** What the task requires **
Reproduce all of the material with every "keypoint" swapped for "marker" and nothing else altered. Omit the pictures from your answer.

** Data extract **
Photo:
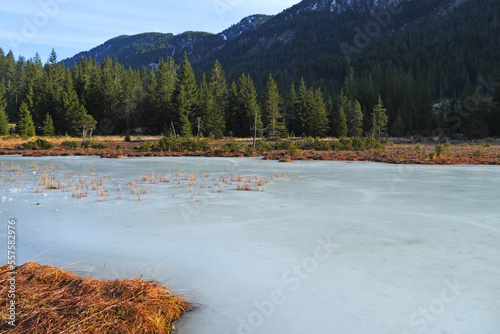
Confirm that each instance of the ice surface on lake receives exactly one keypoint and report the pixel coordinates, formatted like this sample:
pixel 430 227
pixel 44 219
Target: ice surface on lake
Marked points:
pixel 335 248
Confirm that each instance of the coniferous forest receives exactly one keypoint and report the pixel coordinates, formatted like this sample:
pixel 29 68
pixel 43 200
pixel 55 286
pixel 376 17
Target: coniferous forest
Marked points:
pixel 109 99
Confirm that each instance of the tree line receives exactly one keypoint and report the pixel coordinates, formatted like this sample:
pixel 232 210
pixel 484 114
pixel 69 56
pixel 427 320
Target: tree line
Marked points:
pixel 50 99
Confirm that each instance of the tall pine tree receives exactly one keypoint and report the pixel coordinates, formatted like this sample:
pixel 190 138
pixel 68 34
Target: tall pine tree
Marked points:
pixel 25 126
pixel 4 120
pixel 185 98
pixel 272 110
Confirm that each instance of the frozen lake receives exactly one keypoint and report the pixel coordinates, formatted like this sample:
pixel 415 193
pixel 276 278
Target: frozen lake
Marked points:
pixel 325 247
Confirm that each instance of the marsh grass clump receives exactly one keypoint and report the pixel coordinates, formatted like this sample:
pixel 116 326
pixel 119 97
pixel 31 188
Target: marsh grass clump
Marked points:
pixel 71 144
pixel 439 149
pixel 51 300
pixel 94 144
pixel 179 144
pixel 41 144
pixel 478 153
pixel 232 147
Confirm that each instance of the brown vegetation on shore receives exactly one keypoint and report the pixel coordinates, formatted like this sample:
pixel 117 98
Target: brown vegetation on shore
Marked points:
pixel 51 300
pixel 399 153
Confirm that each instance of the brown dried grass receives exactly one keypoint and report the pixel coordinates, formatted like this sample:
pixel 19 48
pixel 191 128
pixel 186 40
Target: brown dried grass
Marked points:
pixel 51 300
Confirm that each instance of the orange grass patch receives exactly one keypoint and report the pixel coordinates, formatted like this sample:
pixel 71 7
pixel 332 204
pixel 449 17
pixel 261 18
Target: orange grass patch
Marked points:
pixel 51 300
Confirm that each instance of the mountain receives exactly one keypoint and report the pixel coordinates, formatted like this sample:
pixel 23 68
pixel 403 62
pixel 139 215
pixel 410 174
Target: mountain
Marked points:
pixel 447 43
pixel 148 48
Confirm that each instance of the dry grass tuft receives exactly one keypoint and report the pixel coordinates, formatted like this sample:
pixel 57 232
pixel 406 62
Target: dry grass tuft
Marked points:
pixel 51 300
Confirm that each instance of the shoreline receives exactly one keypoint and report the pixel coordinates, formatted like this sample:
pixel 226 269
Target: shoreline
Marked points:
pixel 400 153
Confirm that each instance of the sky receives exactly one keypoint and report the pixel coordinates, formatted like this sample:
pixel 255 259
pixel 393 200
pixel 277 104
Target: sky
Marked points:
pixel 72 26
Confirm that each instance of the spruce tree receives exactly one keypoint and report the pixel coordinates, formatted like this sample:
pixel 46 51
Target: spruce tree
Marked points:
pixel 25 126
pixel 185 97
pixel 4 120
pixel 48 126
pixel 340 119
pixel 354 119
pixel 272 109
pixel 303 109
pixel 248 112
pixel 317 122
pixel 150 106
pixel 214 119
pixel 69 107
pixel 218 87
pixel 291 110
pixel 380 118
pixel 231 110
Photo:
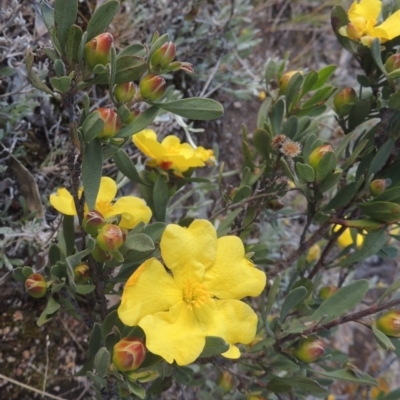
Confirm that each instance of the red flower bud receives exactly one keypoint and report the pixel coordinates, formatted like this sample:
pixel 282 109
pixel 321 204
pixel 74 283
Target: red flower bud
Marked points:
pixel 36 285
pixel 377 187
pixel 392 63
pixel 93 222
pixel 97 50
pixel 110 238
pixel 309 349
pixel 164 55
pixel 112 123
pixel 129 353
pixel 389 323
pixel 318 153
pixel 152 87
pixel 124 92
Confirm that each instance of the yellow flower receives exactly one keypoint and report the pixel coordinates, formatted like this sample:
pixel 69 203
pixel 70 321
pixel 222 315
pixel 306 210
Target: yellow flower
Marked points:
pixel 132 209
pixel 363 17
pixel 170 153
pixel 197 296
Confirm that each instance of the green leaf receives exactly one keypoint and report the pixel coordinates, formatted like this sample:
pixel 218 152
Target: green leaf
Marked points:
pixel 126 166
pixel 348 375
pixel 195 108
pixel 214 346
pixel 65 12
pixel 101 18
pixel 91 172
pixel 346 298
pixel 140 123
pixel 102 361
pixel 72 46
pixel 292 300
pixel 160 198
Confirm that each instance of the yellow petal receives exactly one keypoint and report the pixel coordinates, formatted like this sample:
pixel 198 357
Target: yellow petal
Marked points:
pixel 132 209
pixel 232 276
pixel 367 9
pixel 389 29
pixel 63 202
pixel 175 335
pixel 189 251
pixel 149 290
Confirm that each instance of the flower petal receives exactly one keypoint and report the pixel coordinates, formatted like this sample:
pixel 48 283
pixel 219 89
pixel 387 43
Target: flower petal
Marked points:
pixel 149 290
pixel 189 251
pixel 132 209
pixel 63 202
pixel 232 276
pixel 389 29
pixel 175 335
pixel 107 190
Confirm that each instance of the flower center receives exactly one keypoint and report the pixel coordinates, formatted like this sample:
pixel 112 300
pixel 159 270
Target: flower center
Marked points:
pixel 195 294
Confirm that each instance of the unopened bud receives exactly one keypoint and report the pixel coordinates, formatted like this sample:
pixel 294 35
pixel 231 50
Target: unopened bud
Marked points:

** Answer to this task **
Photo:
Confirm that each instance of the ice surface on lake receives exactly one marker and report the pixel coordinates, formatted like this sample:
pixel 430 227
pixel 44 219
Target: ice surface on lake
Marked points:
pixel 335 248
Confirm that each instance of the coniferous forest receives exactly one marker and report the pixel coordinates, formatted like this sample:
pixel 29 68
pixel 43 200
pixel 55 286
pixel 376 17
Target: coniferous forest
Marked points:
pixel 109 99
Confirm that each instance of the tree line receives exactly one marker and report the pixel coordinates, formatted like this sample:
pixel 232 210
pixel 484 114
pixel 69 56
pixel 427 320
Target: tree line
Marked points:
pixel 50 99
Confirm that each instance of the tall pine tree receives exactly one marker and report the pixel coordinates, formatted like this sample:
pixel 190 138
pixel 68 34
Target: tall pine tree
Marked points:
pixel 25 126
pixel 4 120
pixel 185 98
pixel 272 110
Confirm that each instance of the frozen lake receives exactly one marker and report the pixel coordinates, formatted like this sample:
pixel 415 193
pixel 276 278
Target: frozen lake
Marked points:
pixel 325 247
Confirm that each instance of the marsh grass clump receives exactly one marker and report the pixel coordinates, formatted like this sample:
pixel 116 326
pixel 119 97
pixel 31 188
Target: marsh grass clump
Marked points:
pixel 71 144
pixel 439 149
pixel 51 300
pixel 94 144
pixel 179 144
pixel 41 144
pixel 478 153
pixel 232 147
Confirm that each instance of the brown vegetation on shore receives exactly one marker and report the pixel coordinates, formatted like this sample:
pixel 117 98
Target: brown vegetation on shore
Marked points:
pixel 51 300
pixel 399 153
Confirm that each instance of the brown dried grass receives exactly one marker and report the pixel coordinates, formatted like this sample:
pixel 19 48
pixel 191 128
pixel 186 40
Target: brown dried grass
Marked points:
pixel 51 300
Confirm that each instance of the orange grass patch receives exactly one marker and report the pixel coordinates, formatted like this sample:
pixel 71 7
pixel 332 204
pixel 449 17
pixel 261 18
Target: orange grass patch
Marked points:
pixel 51 300
Confirm that each instance of the mountain receives exactly one marker and report the pixel coordinates, formatted like this sample:
pixel 23 68
pixel 403 62
pixel 139 215
pixel 410 174
Target: mountain
Marked points:
pixel 447 43
pixel 148 48
Confirm that each instance of the dry grass tuft receives exactly one marker and report the pixel coordinates, formatted like this sample:
pixel 57 232
pixel 406 62
Target: dry grass tuft
Marked points:
pixel 51 300
Confirm that each instance of the shoreline receives exactly one marker and report the pixel coordinates, formatted like this sample:
pixel 226 269
Target: shoreline
Marked points:
pixel 400 153
Confirm that each instance of the sky receives exactly one marker and report the pixel coordinates, formatted like this sample:
pixel 255 259
pixel 393 200
pixel 277 104
Target: sky
Marked points:
pixel 72 26
Confirm that each instance of the spruce tree receives exactly one marker and report the pixel coordinates, formatted like this sample:
pixel 46 51
Target: spruce tree
Marked points:
pixel 25 126
pixel 185 97
pixel 4 120
pixel 48 126
pixel 340 119
pixel 354 119
pixel 272 109
pixel 303 109
pixel 248 112
pixel 317 122
pixel 150 106
pixel 214 119
pixel 69 107
pixel 218 87
pixel 291 110
pixel 380 118
pixel 231 110
Photo:
Confirm that each instance of the red flower bud receives exactly one marker and report the pixel coordinates, formatted like this sample:
pixel 282 109
pixel 321 204
pixel 74 283
Target: red flower bud
Marked points:
pixel 36 285
pixel 377 187
pixel 392 63
pixel 93 222
pixel 97 50
pixel 110 238
pixel 309 349
pixel 164 55
pixel 112 123
pixel 129 353
pixel 389 323
pixel 318 153
pixel 152 87
pixel 124 92
Confirm that each instance of the yellow flower receives exactly one marker and report the pixel coordinates, formatted like this sample:
pixel 69 203
pixel 70 321
pixel 222 315
pixel 306 210
Target: yellow flower
Marked points:
pixel 132 209
pixel 363 17
pixel 170 153
pixel 197 296
Confirm that each instance of the green leaf receives exactly one marker and report the pixel coordinates, formatted like this sample:
pixel 218 152
Target: green leaf
Marked points:
pixel 126 166
pixel 348 375
pixel 195 108
pixel 214 346
pixel 65 12
pixel 101 18
pixel 91 172
pixel 346 298
pixel 140 123
pixel 102 361
pixel 72 46
pixel 292 300
pixel 160 198
Confirm that each instance of the yellow petal receives exactly one marker and report the pixel coordinates, formatted like this sample:
pixel 198 357
Target: yellow petal
Marked points:
pixel 132 209
pixel 232 276
pixel 367 9
pixel 389 29
pixel 63 202
pixel 175 335
pixel 189 251
pixel 149 290
Confirm that each instance of the flower petal receives exactly one marker and report the pixel coordinates, formatted like this sample:
pixel 48 283
pixel 219 89
pixel 387 43
Target: flower petal
Marked points:
pixel 149 290
pixel 189 251
pixel 132 209
pixel 63 202
pixel 232 276
pixel 389 29
pixel 175 335
pixel 107 190
Confirm that each instance of the flower center receives exactly one marker and report the pixel coordinates, formatted like this sample:
pixel 112 300
pixel 159 270
Target: flower center
Marked points:
pixel 195 294
Confirm that each instance of the unopened bud receives exactly one marker and report the pixel coordinates, formatted like this sample:
pixel 294 35
pixel 231 50
Target: unopened bud
Marked points:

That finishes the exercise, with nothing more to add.